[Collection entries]
§ §
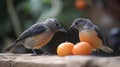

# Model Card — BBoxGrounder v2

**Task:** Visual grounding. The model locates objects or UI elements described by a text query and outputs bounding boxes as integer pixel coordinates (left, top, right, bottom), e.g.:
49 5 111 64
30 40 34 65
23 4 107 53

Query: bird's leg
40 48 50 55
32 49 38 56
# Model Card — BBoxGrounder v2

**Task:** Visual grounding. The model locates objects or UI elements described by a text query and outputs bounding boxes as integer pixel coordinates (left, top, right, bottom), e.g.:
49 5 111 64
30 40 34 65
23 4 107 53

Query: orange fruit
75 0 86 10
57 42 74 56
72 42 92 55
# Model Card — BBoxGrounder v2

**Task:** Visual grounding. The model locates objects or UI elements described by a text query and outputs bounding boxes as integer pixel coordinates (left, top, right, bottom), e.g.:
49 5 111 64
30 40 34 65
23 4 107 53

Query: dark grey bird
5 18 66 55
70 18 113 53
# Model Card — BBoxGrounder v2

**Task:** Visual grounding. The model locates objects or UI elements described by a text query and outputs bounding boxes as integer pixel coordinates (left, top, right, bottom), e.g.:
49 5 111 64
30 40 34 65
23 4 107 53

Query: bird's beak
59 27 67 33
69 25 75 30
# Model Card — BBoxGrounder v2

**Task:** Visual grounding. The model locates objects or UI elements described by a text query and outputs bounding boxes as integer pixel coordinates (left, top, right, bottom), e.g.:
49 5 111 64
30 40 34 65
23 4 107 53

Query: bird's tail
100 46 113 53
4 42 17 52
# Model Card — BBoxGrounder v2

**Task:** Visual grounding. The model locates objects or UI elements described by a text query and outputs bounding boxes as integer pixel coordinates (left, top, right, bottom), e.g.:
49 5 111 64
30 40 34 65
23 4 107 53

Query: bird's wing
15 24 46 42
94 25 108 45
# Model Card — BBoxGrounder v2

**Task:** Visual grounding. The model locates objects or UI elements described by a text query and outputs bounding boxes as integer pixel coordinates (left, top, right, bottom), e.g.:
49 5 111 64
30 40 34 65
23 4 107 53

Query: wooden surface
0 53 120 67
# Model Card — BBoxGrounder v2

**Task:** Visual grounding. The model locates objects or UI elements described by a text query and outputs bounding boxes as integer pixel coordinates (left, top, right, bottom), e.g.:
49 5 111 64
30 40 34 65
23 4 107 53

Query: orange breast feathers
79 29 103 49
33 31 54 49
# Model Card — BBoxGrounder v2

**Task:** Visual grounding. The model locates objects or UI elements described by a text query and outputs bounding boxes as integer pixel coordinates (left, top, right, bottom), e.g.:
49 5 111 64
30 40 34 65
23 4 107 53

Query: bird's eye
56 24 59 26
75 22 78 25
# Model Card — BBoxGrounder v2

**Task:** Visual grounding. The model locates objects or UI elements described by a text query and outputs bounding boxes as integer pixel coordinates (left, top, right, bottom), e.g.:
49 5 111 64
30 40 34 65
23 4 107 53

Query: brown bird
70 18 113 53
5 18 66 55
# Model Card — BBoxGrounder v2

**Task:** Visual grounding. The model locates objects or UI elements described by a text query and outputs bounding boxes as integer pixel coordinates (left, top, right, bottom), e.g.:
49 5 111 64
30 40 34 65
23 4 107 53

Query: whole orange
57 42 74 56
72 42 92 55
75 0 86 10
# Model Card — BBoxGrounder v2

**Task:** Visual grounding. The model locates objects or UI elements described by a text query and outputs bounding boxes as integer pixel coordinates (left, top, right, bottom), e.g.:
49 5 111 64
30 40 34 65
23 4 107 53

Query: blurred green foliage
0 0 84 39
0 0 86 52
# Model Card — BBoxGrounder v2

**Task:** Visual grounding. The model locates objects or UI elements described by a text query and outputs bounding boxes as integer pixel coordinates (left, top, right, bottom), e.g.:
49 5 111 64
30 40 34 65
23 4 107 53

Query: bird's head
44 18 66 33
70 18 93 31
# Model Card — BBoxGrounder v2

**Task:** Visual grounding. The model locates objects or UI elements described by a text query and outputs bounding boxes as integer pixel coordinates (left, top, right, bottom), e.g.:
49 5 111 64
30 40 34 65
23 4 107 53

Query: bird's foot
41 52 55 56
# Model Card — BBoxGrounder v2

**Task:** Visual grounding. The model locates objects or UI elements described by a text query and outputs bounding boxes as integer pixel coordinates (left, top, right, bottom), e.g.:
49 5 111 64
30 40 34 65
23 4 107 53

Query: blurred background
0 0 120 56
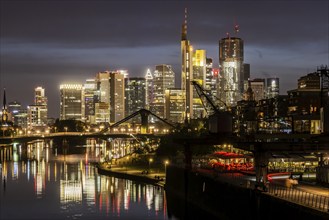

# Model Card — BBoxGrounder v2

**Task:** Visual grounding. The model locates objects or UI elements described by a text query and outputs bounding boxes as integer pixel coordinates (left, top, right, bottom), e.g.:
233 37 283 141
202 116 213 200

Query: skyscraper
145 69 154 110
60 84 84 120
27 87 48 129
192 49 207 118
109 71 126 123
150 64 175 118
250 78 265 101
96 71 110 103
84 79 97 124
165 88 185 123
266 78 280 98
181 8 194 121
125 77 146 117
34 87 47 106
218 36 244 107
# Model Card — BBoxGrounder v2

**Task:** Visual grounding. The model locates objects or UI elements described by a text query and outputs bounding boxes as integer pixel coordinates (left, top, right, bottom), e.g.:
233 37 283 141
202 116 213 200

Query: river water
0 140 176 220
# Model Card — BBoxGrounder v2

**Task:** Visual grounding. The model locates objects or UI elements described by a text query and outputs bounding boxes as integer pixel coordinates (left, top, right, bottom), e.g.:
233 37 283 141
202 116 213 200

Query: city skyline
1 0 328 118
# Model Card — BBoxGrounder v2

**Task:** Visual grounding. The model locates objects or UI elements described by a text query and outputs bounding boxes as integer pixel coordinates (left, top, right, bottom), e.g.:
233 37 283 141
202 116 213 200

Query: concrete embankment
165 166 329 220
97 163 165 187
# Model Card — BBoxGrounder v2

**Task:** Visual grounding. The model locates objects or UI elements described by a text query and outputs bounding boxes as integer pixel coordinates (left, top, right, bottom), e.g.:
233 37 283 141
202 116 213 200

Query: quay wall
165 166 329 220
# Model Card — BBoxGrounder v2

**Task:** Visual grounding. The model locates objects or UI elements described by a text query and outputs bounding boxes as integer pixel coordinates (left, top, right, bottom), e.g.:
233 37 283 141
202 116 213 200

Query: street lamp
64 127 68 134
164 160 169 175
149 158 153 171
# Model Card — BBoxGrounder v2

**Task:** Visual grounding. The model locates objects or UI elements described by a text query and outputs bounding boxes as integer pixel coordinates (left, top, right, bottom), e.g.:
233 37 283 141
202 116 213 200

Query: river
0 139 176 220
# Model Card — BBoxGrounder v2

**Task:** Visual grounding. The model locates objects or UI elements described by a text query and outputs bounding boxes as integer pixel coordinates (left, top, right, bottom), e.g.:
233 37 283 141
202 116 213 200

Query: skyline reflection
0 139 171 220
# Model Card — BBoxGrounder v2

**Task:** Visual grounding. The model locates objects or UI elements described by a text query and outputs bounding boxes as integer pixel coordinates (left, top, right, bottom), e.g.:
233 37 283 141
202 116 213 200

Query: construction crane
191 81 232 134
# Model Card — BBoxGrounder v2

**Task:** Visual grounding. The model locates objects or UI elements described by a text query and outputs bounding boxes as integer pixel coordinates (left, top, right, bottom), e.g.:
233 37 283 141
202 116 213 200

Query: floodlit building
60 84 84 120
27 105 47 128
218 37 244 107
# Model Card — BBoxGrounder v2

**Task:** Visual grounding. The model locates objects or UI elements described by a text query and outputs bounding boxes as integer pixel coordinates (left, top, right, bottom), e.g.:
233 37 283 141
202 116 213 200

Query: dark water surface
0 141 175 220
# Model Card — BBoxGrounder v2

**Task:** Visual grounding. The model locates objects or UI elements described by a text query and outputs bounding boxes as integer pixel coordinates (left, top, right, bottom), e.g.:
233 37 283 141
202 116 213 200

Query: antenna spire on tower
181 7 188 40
§ §
▶ _TASK DETAILS_:
Would you give the data above again word for word, skipping any images?

▶ _SOLUTION FOR THIS PROBLEM_:
# Model Card — BBoxGrounder v2

**Task:** Visual grounding. The model locates objects or UI elements described by a text query and outputs bounding boxes as integer pixel coordinates (left, top, right, bottom), e.g.:
49 5 111 64
30 40 34 65
23 4 107 53

Query: bird's leg
40 48 50 55
32 49 38 56
# Model Card — BBoxGrounder v2

**Task:** Visual grounding. The model locates objects or UI elements described by a text query and outputs bounding boxes as integer pixel coordinates (left, top, right, bottom), e.g.:
49 5 111 64
30 40 34 65
23 4 107 53

Query: orange fruit
75 0 86 10
57 42 74 56
72 42 92 55
# Model Card — BBoxGrounder v2

**Task:** Visual grounding. The model locates objects or UI elements described by a text query and outputs bounding boxes as integer pixel coordinates (left, top, right, bottom), e.g.:
49 5 111 64
30 40 34 65
23 4 107 53

Query: dark grey bird
5 18 66 55
70 18 113 53
# Model Card — BBoxGrounder v2

**Task:** Visual grounding. The model locates objects or UI elements described by a text query and outputs bounding boxes as integer pixel coordinates (left, top, right, bottom), e.g.:
49 5 111 64
30 40 34 65
23 4 107 53

Query: bird's beak
59 27 67 33
69 25 75 30
# Model Card — BBoxGrounder v2

**Task:** Visual grounding. The model locates objects or UI elements described by a text query and outputs bounding boxes as integer pixel coordinates (left, top, right, bottom), e.g.:
49 5 111 64
30 40 34 65
23 4 107 53

Query: bird's tail
100 46 113 53
4 42 17 52
# Model Card — BBoxGrounder v2

**Task:** Visual grounding. The model locates objects or UI elements described by a text query and outputs bounding boxes as integer pixel coordinates (left, top, right, bottom), e.g.:
49 5 111 64
30 40 34 65
23 4 107 53

Query: bird's wing
15 24 46 42
94 25 108 45
# Model Card — BBoxGrounder v2

**Task:** Visual grounding. The model locates objects or UI elements described by a text query and outputs bounding boxes as integer pixel coordinates (left, top, right, bottom), e.g.:
49 5 111 64
30 40 34 65
23 4 107 53

Query: wooden surface
0 53 120 67
# Model Card — BBoxGrounder v2

**Task:** Visual grounding. The model locates objects or UI elements described by a text query and outputs bounding boxes as integer pixel coordinates (left, top, right, bottom), e.g.:
49 5 111 64
30 40 34 65
23 4 107 53

Query: orange breast feathers
79 29 103 49
33 31 54 49
# Model Card — BBoxGrounder v2

**Task:** Visual grounding. The model locates objects or UI elements described by a text query and outputs bounding boxes as integer pixel coordinates (left, top, right, bottom), e.g.:
49 5 111 64
30 40 34 65
23 4 107 53

Query: bird's eye
56 24 59 26
75 22 78 25
# Model Card — BBoxGrounder v2

**Task:** Visual grounding. The model locates objects or UI elements described by a text query and outputs bounding boxes as integer pixel coordinates (left, top, right, bottom), e.g.:
49 5 111 64
30 40 34 65
23 4 107 53

Query: brown bird
70 18 113 53
5 18 66 55
# Model Card — BBoxGrounder v2

**Task:** Visual grounding. The model locates objects or UI elements described by a text query and outputs bounding boxes as integer pixel coordinates (left, top, right, bottom), e.g.:
49 5 111 64
30 40 34 65
23 4 107 53

Query: whole orange
57 42 74 56
72 42 92 55
75 0 86 10
# Model Card — BBoxGrounder v2

**Task:** Visual grounding. The model locates objects or UI elements described by a text query and outputs bounding boxes as integer pixel coordinates (left, top, right, bottom), e.g.:
49 5 111 64
30 40 34 65
23 4 107 53

Query: blurred green foliage
0 0 84 39
0 0 86 52
# Model Card — BBoxGrounder v2

**Task:** Visual grounding. The model locates objects or UI elements described by a text query and outputs bounding boxes as integer pixel coordinates (left, top, right, bottom), e.g.:
49 5 111 64
30 40 34 65
23 4 107 53

Query: bird's head
44 18 66 33
70 18 93 31
# Model Card — BBoxGrounder v2

**Task:** Visual grounding. The model locates objects or UI elements described by a text query and outputs bounding boxes as integer pixel coordinates (left, top, right, bottom), e.g.:
49 5 111 64
30 40 34 65
23 4 107 53

Query: bird's foot
41 52 55 56
# Model Card — BBoxGrounder v2

**Task:** Visual grounding. The model locates objects or UI elements described by a text query and outputs bounding boxes as integer pixel coordinates (left, top, right, bottom), e.g.:
49 5 111 64
30 40 34 65
23 4 107 53

Query: blurred background
0 0 120 56

# Model Card — BBoxGrounder v2

**Task:** Visual grounding. The model locates objects or UI elements described by a text query and outputs bounding boxes as integer pixel coordinates (left, top, right, bottom), e.g.:
233 37 283 141
202 116 213 200

Query: skyscraper
145 69 154 110
60 84 84 120
27 87 48 129
192 49 207 118
109 71 126 123
150 64 175 118
250 78 265 101
96 71 110 103
84 79 97 124
165 88 185 123
266 78 280 98
181 8 194 121
125 77 146 117
34 87 47 106
218 36 244 107
# Model Card — BBoxGrounder v2

**Task:** Visual grounding. The model locates objects or UI elements described by a text query and outputs bounding boxes as integer pixel coordinates (left, top, right, bottom), e.g.:
233 37 283 141
202 116 213 200

Query: river water
0 140 176 220
# Model Card — BBoxGrounder v2

**Task:** Visual grounding. The model locates objects or UI elements described by a text query and outputs bounding boxes as integer pixel coordinates (left, top, right, bottom), e.g.:
233 37 283 141
202 116 213 200

Query: city skyline
1 0 328 118
# Model Card — BBoxGrounder v2

**Task:** Visual grounding. The model locates objects or UI elements described by a text query and outputs bounding boxes as integer pixel coordinates (left, top, right, bottom), e.g.:
233 37 283 141
202 116 213 200

Query: concrete embankment
165 166 329 220
97 163 165 187
# Model Card — BBoxGrounder v2

**Task:** Visual grounding. The model locates objects or UI elements described by a text query and outputs bounding boxes as integer pixel coordinates (left, top, right, bottom), e.g.:
233 37 283 141
202 116 213 200

Query: quay wall
165 166 329 220
# Model Card — BBoxGrounder v2

**Task:** Visual grounding. The model locates objects or UI elements described by a text query and outputs bounding boxes as integer pixel coordinates (left, top, right, bottom), e.g.:
233 37 283 141
202 116 213 200

Query: street lamp
64 127 68 134
164 160 169 175
149 158 153 171
# Model Card — BBoxGrounder v2

**Task:** Visual grounding. The model locates objects or UI elements described by a text query and outputs bounding boxes as integer pixel coordinates (left, top, right, bottom), e.g.:
233 37 283 141
202 116 213 200

Query: river
0 139 176 220
# Model Card — BBoxGrounder v2

**Task:** Visual grounding. The model locates objects or UI elements described by a text query and outputs bounding boxes as integer pixel coordinates (left, top, right, bottom), e.g.:
233 37 283 141
202 116 213 200

Query: skyline reflection
0 139 171 220
# Model Card — BBoxGrounder v2

**Task:** Visual grounding. The model locates objects or UI elements described by a text query and outputs bounding boxes as integer pixel coordinates (left, top, right, bottom), e.g.:
233 37 283 141
202 116 213 200

Query: construction crane
191 81 232 134
# Model Card — BBoxGrounder v2

**Task:** Visual grounding. The model locates objects or UI elements described by a text query and outputs bounding boxes as integer pixel coordinates (left, top, right, bottom), e.g.:
233 37 283 141
202 116 213 200

Query: floodlit building
60 84 84 120
27 105 47 128
218 37 244 107
# Model Card — BBoxGrounder v2

**Task:** Visual grounding. The model locates objects or UI elements described by a text query and outputs bounding boxes as integer pixel coordinates (left, top, right, bottom), e.g.:
233 37 283 141
202 116 213 200

Query: dark water surface
0 141 175 220
# Model Card — BBoxGrounder v2

**Task:** Visual grounding. The model locates objects or UI elements described by a text query and outputs bounding boxes as integer pixel coordinates (left, top, right, bottom), e.g.:
233 37 283 141
202 116 213 200

Query: antenna spire on tower
181 7 188 40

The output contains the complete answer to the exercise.